--- TEXT BLOCK ---
>> Begin

In an ideal world, we’d generally recommend a decent quality audio interface/preamp and an XLR microphone over a USB mic – but we don’t live in an ideal world.
Because some people just need to plug a mic straight into their PC or Mac without having to worry about stuff like phantom power and that’s where USB microphones are just what the doctor ordered, but what is the best USB microphone for recording music?
As you’ll see, every mic in this list will do a decent job for you as they’ve all been selected with ‘musicality’ in mind. Selecting the best USB microphone however wasn’t easy – but we’ve made our choice: the Samson G-Track Pro.
USB mics contains all the elements of a conventional microphone but also include a preamp and analogue to digital (A/D) converter so you don’t need an audio interface or mixer. Just plug in and go.
But not all USB microphones are created equally. A big problem with the bargain bucket variants is that there’s a noticeable delay (latency) between the sound going into the microphone (perhaps playing a guitar or singing a vocal) and the sound you hear coming out on your headphones.
That’s because the analogue to digital converters are contained within the microphone itself and the conversion process takes a little time – resulting in a horrible delay.
Decent quality USB mics get around this wholly undesirable situation by featuring a headphone jack in the mic itself that allows real-time monitoring.
You won’t be surprised to learn that every mic in this review has this feature. For recording music, it’s an absolute no-brainer and anyone caught using a mic without this essential addition should be court marshalled!
Rest assured, you can absolutely make high quality recordings with just a single USB mic. You just need to know which one to get and that’s where we come in. Read on to find our recommendation(s) for the best USB microphone.
Criteria: What we considered in this review
A microphone generally lives and dies by one thing – what it sounds like? But it certainly shouldn’t be the only consideration. In this round up of the best USB microphones out there, we also considered stuff like additional features and how useful they are; build quality; versatility, and what systems they’ll work on. And then of course there’s the ever important price factor.
1. Best Overall: Samson G-Track Pro
Suitable for use with Mac or PC, the Samson G-Track Pro is the winner of our best USB microphone award.
Sound wise its 96kHz 24-bit recording quality means it holds its own against any microphone in this review – but it’s the built-in additional goodies that really makes this mic stand out.
Like three selectable polar patterns: cardioid, bi-directional, and omnidirectional – but the real killer feature is the fact that this is a mic, audio interface and mixer all in one. It features a 1/4” jack input for guitars and basses for example, which can be used simultaneously while you’re singing into the mic.

>> End

--- ENTRIES PROVIDED ---
>> Begin

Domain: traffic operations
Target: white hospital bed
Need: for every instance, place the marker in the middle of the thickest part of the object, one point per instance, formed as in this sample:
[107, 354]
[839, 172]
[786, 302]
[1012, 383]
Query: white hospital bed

>> End

--- WORK INSTRUCTIONS ---
Quote the passage from the USB microphone article word for word, starting at "But not all" and ending at "allows real-time monitoring.".

--- RESPONSE BELOW ---
But not all USB microphones are created equally. A big problem with the bargain bucket variants is that there’s a noticeable delay (latency) between the sound going into the microphone (perhaps playing a guitar or singing a vocal) and the sound you hear coming out on your headphones.
That’s because the analogue to digital converters are contained within the microphone itself and the conversion process takes a little time – resulting in a horrible delay.
Decent quality USB mics get around this wholly undesirable situation by featuring a headphone jack in the mic itself that allows real-time monitoring.